Answer with nothing except the number of lines in the listing that include the word "player".

Available data:

= Beginning of Section =

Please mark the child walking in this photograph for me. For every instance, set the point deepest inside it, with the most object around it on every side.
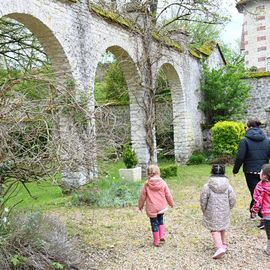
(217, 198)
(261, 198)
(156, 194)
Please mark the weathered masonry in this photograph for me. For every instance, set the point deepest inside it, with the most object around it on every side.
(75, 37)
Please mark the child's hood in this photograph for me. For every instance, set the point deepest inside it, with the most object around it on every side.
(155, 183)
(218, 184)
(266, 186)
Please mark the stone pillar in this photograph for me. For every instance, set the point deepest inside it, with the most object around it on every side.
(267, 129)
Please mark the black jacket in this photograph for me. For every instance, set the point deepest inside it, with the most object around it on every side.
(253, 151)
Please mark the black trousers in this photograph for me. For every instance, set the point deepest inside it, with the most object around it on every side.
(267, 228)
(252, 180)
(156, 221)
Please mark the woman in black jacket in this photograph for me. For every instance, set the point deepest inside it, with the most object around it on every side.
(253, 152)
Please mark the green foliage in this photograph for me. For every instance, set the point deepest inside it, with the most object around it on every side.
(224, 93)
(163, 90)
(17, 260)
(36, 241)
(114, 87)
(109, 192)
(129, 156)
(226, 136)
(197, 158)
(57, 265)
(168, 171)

= End of Section =
= Beginning of Section =

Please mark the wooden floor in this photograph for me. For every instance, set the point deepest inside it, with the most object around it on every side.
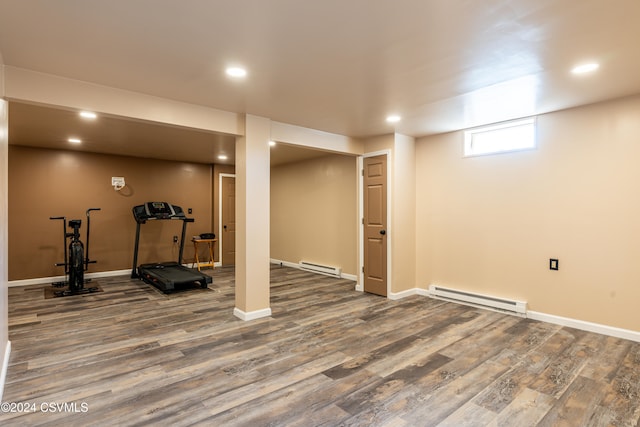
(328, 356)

= End of Section =
= Beginning of Section =

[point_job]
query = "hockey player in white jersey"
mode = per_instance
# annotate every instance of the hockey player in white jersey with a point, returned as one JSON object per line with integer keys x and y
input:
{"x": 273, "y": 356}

= End of Section =

Exercise solution: 2